• [Input for this task]:
▬▬▬▬▬▬▬▬▬▬
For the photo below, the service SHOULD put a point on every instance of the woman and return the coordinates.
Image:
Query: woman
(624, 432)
▬▬▬▬▬▬▬▬▬▬
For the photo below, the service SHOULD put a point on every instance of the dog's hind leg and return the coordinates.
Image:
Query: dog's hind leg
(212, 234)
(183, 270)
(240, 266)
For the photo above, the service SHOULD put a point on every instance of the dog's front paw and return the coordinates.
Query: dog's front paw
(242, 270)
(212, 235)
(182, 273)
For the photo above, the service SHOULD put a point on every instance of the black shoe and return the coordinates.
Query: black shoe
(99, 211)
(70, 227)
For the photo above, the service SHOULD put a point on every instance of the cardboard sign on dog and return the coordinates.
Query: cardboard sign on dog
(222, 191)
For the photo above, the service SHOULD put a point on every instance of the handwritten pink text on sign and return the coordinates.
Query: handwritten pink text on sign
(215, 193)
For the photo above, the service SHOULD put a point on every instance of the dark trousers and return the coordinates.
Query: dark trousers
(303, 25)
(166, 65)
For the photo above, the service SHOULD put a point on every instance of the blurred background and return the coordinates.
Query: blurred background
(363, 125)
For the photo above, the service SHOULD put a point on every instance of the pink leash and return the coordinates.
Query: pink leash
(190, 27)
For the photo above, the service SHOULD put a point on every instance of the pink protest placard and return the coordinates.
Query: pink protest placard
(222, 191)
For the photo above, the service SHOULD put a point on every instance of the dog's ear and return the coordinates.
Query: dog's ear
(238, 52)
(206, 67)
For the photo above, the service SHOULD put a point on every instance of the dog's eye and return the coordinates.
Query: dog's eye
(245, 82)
▬▬▬▬▬▬▬▬▬▬
• [What is being asked]: Within the entries above, find every line where the string "SHOULD" occurs, and copy it.

• [Output of the task]:
For the photo below, the service SHOULD put a point on every instance of the woman and return the coordinates.
For the photo below, the service SHOULD put a point on every instance of the dog's hind leg and return the coordinates.
For the photo above, the service SHOULD put a point on every instance of the dog's front paw and return the coordinates.
For the photo above, the service SHOULD put a point on every instance of the black shoe and return the coordinates.
For the photo above, the service SHOULD put a point on every instance of the cardboard sign on dog and return the coordinates.
For the photo above, the service SHOULD put a point on every instance of the handwritten pink text on sign and return the coordinates.
For the photo above, the service SHOULD put a point on every instance of the dark trousers and return the coordinates.
For the photo above, the service SHOULD put a point on every instance of the blurred background and return the coordinates.
For the photo above, the service SHOULD put a point on every instance of the pink leash and return the coordinates.
For the photo above, the service SHOULD put a point on every instance of the pink protest placard and return the coordinates.
For the photo above, the service SHOULD put a point on every instance of the dog's ear and return the coordinates.
For the photo above, the service SHOULD put a point on every instance of the dog's eye and return the coordinates.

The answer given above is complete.